## PROVIDED PASSAGE

________________________

Attend a special evening hosted by Mike Atherton
For those who know the Thai capital, the concept of a Bangkok wellness retreat
is a misnomer. The frenetic city is known for its constant traffic jams,
sizzling heat and street orchestra of stallholders, roadside chefs and
buzzing tuk-tuks – it’s a long way from the "cross-legged
oms in the Himalayan foothills" kind of retreat. But incredibly, once
you shut the door on the noisy city, calm presides at the Baan Thai Wellness
Retreat (except when there’s building work next door, but more on that
later).
The retreat is a collection of five antique teak houses laid out in a
haphazard clutter around two courtyards. The dark blue pools and rich green
plants in the courtyards offer respite from the heat during the day, and are
dramatically lit at night. There are 21 rooms and suites, reached down
circuitous wood-panelled corridors and balconies – and it’s this muddled
layout, a sharp contrast to the skyscraper hotels with long, wide corridors
and hundreds of rooms, that makes this place so unusual.
The other unusual thing about the Baan Thai was the lack of guests. We were
outnumbered four to one by the staff during our stay, who shuffled between
the houses and gave us polite nods, but spoke very little English. Not even
the receptionist could speak enough English to explain why we saw only two
other guests at the hotel during our two-night stay.
This was blissful for us, and meant that we had exclusive use of facilities
like the infra-red sauna, gym and herbal steam room, and even the colonic
irrigation room, although this went unvisited. An adjoining teak building
houses the spa, which has eight treatment rooms (four each), and another
building houses the restaurant. There are also two communal lounge areas,
which like the rest of the retreat, are decked with traditional artwork,
wood carvings and sculptures, and sofas and chairs covered in exquisite
brightly-coloured silk.
The daily activity programme advertised in the brochures never materialised,
and so neither did my daydreams of waking up to a yoga or tai chi session
ahead of breakfast. Requests to host classes, which also included pilates,
aerobics, stretch, fit-ball and meditation, fell on deaf ears.
I did manage to book a massage though, as included in the daily room rate
package. I went to the spa early to fit in the personal consultation which,
according to the hotel bumf, commences each stay. In my mind, this was going
to be a one-to-one meeting with a health professional, who would talk me
through any health problems I had and advise me on what treatments to have,
and what dishes to choose, or avoid, from the hotel’s Thai menu.
At the spa reception, I was handed a seven-page form to fill in with details
about my diet, exercise and skin-care regimes and some of the sort of
details I’ve never even shared with my GP. It took a good ten minutes to get
through this, during which time I was given a cool towel and iced tea, which
tasted horrible. I think it had chrysanthemum and fennel in it, but the
language barrier made it difficult to establish.
Once completed, the form was filed in a box, presumably never to be seen
again. It certainly wasn’t read by my therapist, who handed me a brochure
and invited me to choose a treatment. What a waste of time – I gestured
towards the two doors labelled “Consultation Room”, to no avail. The health
MOT I had hoped for was not forthcoming, so I conducted my own diagnosis and
decided that a Lymphatic Drainage Massage would help me to flush out toxins,
boost my sluggish circulation and support my immune system ahead of my
return to wintry England.

________________________

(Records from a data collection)
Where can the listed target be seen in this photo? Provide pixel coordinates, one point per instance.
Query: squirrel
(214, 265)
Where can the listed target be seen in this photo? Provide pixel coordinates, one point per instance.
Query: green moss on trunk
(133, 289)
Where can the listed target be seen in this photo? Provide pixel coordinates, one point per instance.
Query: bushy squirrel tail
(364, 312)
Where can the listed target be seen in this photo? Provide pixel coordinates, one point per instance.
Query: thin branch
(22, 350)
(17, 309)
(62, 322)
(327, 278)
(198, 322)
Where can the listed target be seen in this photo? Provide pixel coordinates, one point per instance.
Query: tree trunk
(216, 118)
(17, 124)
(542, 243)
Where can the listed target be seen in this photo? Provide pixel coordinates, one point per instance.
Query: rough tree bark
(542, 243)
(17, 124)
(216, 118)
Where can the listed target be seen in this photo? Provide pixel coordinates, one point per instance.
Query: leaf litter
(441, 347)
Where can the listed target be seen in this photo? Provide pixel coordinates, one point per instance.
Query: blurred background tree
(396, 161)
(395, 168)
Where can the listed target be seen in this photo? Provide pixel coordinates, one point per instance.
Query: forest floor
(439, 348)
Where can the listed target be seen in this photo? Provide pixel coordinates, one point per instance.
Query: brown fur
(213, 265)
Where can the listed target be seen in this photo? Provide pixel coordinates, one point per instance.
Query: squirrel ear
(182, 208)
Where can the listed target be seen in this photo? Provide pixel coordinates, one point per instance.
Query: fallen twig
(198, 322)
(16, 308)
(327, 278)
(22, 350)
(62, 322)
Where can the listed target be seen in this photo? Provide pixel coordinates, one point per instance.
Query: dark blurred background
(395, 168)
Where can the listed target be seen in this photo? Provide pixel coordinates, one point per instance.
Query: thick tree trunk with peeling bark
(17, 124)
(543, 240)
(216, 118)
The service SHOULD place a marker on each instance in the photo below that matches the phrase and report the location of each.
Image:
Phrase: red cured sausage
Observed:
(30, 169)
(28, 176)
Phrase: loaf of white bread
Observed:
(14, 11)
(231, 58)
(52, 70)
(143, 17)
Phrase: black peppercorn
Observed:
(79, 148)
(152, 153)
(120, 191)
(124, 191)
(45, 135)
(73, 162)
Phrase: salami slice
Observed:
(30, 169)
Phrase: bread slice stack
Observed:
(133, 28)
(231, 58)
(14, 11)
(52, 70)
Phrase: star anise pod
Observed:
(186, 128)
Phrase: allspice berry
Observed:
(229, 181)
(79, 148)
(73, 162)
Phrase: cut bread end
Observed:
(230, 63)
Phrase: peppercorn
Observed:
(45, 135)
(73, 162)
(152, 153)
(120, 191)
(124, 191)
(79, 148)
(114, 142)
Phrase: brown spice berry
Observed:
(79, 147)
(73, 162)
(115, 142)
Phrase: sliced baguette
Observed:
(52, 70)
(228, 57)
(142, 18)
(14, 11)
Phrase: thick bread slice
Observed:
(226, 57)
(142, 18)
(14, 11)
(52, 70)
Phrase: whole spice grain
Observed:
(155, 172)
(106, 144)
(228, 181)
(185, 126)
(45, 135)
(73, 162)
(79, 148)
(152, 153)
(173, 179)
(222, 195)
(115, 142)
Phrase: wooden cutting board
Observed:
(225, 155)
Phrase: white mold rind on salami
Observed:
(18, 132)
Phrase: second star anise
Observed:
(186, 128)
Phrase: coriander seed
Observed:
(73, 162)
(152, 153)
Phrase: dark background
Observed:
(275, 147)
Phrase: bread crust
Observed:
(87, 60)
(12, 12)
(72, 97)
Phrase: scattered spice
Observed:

________________________

## QUESTIONS ON THE MATERIAL
1. Answer these questions using the review of the Baan Thai Wellness Retreat in Bangkok.
(a) How many antique teak houses make up the retreat?
(b) How many rooms and suites does the retreat have?
(c) How many pages long was the form handed over at the spa reception?
2. Write what comes next in the review of the Baan Thai Wellness Retreat in Bangkok, picking up after its final sentence.

## ANSWER LIST
1.
(a) Five
(b) 21
(c) Seven

2.
The massage lasted 75 minutes and started with a footbath. The pressure was
erring on too light but she managed to identify some knots in my shoulders.
Afterwards, a hot towel and hot tea were welcome following an hour spent in
fierce air conditioning.
I headed back to my room, which was cool and dark - perfect to relax in a hot,
bright city. The room was wood panelled and centred around a huge teak bed
and a writing desk adorned with arty books. The bathroom had a big bath and
shower, and the bespoke toiletries smelled lovely. The only thing shattering
the peace and twitter of birds from the cages in the courtyards was a
persistent drill from next door. There’s nothing the hotel can do about
building work nearby, and although it successfully shielded guests from
unsightly views, nothing could drown out the drills.
Thankfully, you couldn’t hear them from the restaurant, which like the rest of
the hotel we had to ourselves. The room rate package includes three meals a
day and while we had no intention of eating every meal in the hotel – being
in a city that offers some of the most exciting food on the planet – we did
enjoy a few. The breakfast was great, and started with a tart apple cider
vinegar shot, said to kick-start the constitution. The Thai breakfast option
was a choice of fruit and vegetable juices, then either rice soup or congee
followed by coffee, or there were other Thai and international dishes. I
chickened out of the congee and opted for a rice stir-fry, deliciously
spiced with chilli and a mixture of fresh aromatic herbs. The second day I
went for oatmeal porridge with soya milk, organic honey and sunflower seeds,
which was excellent.
Lunch and dinner were also superb – with tons of herbs, spices and fresh
vegetables – all very healthy. Lentil salad with lemongrass, sawtooth
parsley and mint was a winner, as was the green papaya salad with river
prawns.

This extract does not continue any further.